[Collected data]
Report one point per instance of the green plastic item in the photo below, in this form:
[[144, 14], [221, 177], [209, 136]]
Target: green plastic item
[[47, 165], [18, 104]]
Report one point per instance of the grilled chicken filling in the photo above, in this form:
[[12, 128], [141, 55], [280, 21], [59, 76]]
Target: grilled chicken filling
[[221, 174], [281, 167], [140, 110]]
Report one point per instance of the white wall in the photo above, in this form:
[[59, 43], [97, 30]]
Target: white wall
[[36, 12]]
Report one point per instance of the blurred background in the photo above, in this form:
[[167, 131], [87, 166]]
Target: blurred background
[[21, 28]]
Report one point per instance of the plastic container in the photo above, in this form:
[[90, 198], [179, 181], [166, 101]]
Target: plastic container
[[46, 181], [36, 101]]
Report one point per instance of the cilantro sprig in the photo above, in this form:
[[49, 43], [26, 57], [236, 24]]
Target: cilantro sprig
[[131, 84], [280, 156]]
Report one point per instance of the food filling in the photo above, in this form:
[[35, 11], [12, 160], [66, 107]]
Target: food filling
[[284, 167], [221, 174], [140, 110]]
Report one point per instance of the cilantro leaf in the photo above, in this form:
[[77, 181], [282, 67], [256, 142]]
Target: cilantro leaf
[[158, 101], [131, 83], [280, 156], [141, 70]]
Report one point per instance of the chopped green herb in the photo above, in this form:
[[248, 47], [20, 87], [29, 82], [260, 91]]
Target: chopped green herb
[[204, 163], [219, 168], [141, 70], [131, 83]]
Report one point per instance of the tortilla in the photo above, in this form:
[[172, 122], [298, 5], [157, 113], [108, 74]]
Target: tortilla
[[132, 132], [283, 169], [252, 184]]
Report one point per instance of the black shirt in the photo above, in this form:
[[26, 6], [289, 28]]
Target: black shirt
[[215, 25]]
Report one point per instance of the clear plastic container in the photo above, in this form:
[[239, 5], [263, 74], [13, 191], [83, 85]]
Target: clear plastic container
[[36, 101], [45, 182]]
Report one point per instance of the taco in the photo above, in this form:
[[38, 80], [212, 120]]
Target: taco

* _EXERCISE_:
Print out every entry, keeping each one exact.

* _SOLUTION_:
Report one point per instance of the green plastic item in the photo below, in this form:
[[144, 14], [221, 177], [209, 136]]
Target: green plastic item
[[47, 165], [18, 104]]
Report one point per instance of the grilled chicken filling in the photo above, in this form:
[[12, 128], [141, 55], [280, 21], [59, 76]]
Target: grilled chicken filling
[[221, 174], [281, 167], [140, 110]]
Report one point per instance of the white wall in the photo above, in this form:
[[59, 43], [97, 30]]
Target: white wall
[[36, 12]]
Report one point per instance of the blurred background in the photo above, in this form:
[[167, 131], [87, 166]]
Target: blurred background
[[21, 28]]
Report one point per instance of the plastic container in the photo above, in this form:
[[90, 198], [179, 181], [166, 101]]
Target: plastic container
[[46, 181], [36, 101]]
Report one point per instance of the cilantro sprig in the photo above, in this form:
[[49, 43], [26, 57], [236, 24]]
Target: cilantro sprig
[[131, 84], [280, 156]]
Report one point per instance of the food filling in the photo above, in this form:
[[35, 11], [12, 160], [66, 107]]
Target: food filling
[[284, 167], [221, 174], [140, 110]]
Report one point per instance of the cilantro leaf in the photo above, in this form:
[[77, 181], [282, 67], [256, 142]]
Target: cilantro leaf
[[158, 101], [131, 83], [280, 156], [141, 70]]
Report one point per instance of the chopped green herb in the photo above, in this form:
[[248, 47], [20, 87], [29, 82], [260, 91]]
Target: chopped green herb
[[204, 163], [219, 168], [141, 70], [131, 83]]
Report one point per instance of the tortilla in the photo above, in this form:
[[172, 122], [298, 5], [157, 113], [108, 74]]
Target: tortilla
[[132, 132], [283, 169], [252, 184]]
Report one point per instance of the black shirt in the photo above, in this form:
[[26, 6], [289, 28]]
Target: black shirt
[[215, 25]]
Report one point per instance of the clear plastic container in the photo above, in this form:
[[239, 5], [263, 74], [13, 191], [83, 85]]
Target: clear plastic container
[[36, 101], [45, 182]]
Report one point per instance of the taco in the photo above, in this form:
[[38, 80], [212, 120]]
Target: taco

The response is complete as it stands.